**About this task:** Transcribe each entry so that nothing differs from the original.
= Beginning of Section =
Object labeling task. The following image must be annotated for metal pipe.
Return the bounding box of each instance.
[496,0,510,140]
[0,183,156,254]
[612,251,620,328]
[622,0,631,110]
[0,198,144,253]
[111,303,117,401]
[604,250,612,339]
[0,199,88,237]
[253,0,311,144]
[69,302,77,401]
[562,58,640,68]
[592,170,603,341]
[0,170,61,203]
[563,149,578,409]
= End of Section =
**Response to the exercise:**
Object labeling task. The following image must be annotated for metal pipe.
Return the bounding box of each instance.
[496,0,510,140]
[0,183,156,254]
[612,251,620,328]
[622,0,631,110]
[0,198,144,253]
[111,303,117,401]
[604,250,612,339]
[0,199,88,237]
[253,0,311,144]
[69,302,77,401]
[562,58,640,68]
[592,170,603,341]
[0,170,61,203]
[563,149,578,409]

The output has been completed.